* BEGIN Text shown *

Pablo Gil

Personal information
- Full name: Pablo Gil Sarrión
- Date of birth: 8 October 1988 (age 37)
- Place of birth: Murcia, Spain
- Height: 1.75 m (5 ft 9 in)
- Position: Defender

Team information
- Current team: Colmenar Viejo (Manager)

Youth career
- 1995–2007: Albacete

Senior career*
- Years: Team / Apps / (Gls)
- 2007–2010: Albacete / 37 / (1)
- 2010–2012: Real Madrid B / 22 / (1)
- 2012–2013: Sparta Prague / 2 / (0)
- 2013: → Albacete (loan) / 13 / (0)
- 2013–2014: → Caudal (loan) / 18 / (1)
- 2015: Alcobendas Sport / 7 / (0)
- 2015–2016: Mérida / 11 / (0)
- 2016–2017: Internacional Madrid / 26 / (3)
- 2017–2018: FC 08 Villingen / 24 / (3)
- 2018–2020: TSG Balingen / 22 / (0)
- 2020–2022: Colmenar Viejo

International career
- 2007: Spain U19 / 5 / (0)

* END Text shown *
* BEGIN Data section *

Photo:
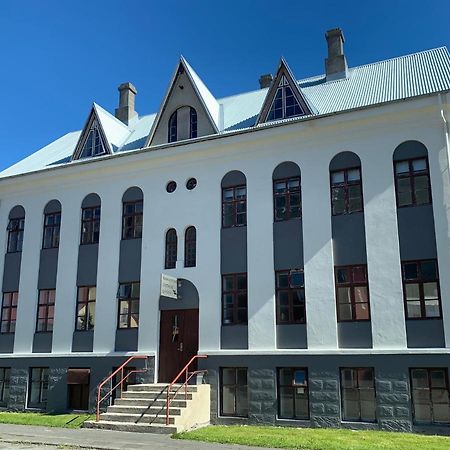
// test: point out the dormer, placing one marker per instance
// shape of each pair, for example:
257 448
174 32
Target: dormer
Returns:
284 98
188 110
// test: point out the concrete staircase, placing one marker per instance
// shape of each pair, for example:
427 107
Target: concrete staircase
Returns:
142 408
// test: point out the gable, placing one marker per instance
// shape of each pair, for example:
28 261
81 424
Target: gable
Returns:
284 98
185 91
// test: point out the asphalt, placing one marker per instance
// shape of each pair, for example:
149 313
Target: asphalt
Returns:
31 437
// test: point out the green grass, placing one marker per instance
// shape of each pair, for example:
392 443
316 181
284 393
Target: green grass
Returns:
48 420
315 439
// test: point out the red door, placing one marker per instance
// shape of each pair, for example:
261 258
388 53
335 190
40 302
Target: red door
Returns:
178 342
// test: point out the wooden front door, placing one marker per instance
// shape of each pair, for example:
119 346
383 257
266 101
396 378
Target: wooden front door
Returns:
178 342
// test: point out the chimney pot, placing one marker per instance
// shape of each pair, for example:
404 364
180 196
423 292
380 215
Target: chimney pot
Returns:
265 80
127 96
336 63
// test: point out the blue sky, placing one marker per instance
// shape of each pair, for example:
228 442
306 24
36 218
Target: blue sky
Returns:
58 56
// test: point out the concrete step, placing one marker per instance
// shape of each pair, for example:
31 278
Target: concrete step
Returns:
133 427
136 418
152 396
133 409
150 403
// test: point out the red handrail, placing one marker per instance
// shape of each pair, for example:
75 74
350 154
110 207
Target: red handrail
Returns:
120 383
188 376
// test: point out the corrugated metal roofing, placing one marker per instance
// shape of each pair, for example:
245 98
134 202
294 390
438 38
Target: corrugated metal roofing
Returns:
422 73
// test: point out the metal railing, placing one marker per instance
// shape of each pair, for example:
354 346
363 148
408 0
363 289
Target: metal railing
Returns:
120 383
188 376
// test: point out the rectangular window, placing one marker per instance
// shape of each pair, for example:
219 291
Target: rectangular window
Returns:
234 206
129 305
9 312
46 310
132 220
287 198
412 182
52 225
15 234
352 293
358 394
293 400
290 291
5 375
90 225
234 299
86 308
421 289
346 191
38 387
430 396
233 392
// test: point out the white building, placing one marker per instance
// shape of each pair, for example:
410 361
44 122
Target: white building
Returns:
306 222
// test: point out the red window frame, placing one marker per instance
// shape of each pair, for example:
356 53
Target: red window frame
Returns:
346 185
351 284
46 310
235 293
420 280
292 291
287 193
171 249
190 247
234 205
9 312
411 175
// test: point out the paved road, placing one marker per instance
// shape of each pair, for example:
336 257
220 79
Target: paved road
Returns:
32 437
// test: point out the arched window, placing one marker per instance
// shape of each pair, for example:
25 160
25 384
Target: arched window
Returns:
171 249
190 247
182 124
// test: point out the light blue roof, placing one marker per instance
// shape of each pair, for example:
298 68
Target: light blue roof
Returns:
422 73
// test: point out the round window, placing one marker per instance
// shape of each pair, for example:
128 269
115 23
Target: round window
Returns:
191 183
171 186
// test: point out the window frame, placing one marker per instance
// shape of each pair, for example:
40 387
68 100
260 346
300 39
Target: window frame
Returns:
341 391
235 389
87 302
292 386
43 385
346 184
130 301
171 249
352 285
190 247
430 388
48 327
235 292
18 231
411 176
291 291
55 230
234 202
420 281
92 223
11 324
133 215
287 195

* END Data section *

Work required: Rewrite the stretch of the Pablo Gil profile from "- 2015: Alcobendas" through "Balingen / 22 / (0)", swapping "Mérida" for "Cacereño".

Written solution:
- 2015: Alcobendas Sport / 7 / (0)
- 2015–2016: Cacereño / 11 / (0)
- 2016–2017: Internacional Madrid / 26 / (3)
- 2017–2018: FC 08 Villingen / 24 / (3)
- 2018–2020: TSG Balingen / 22 / (0)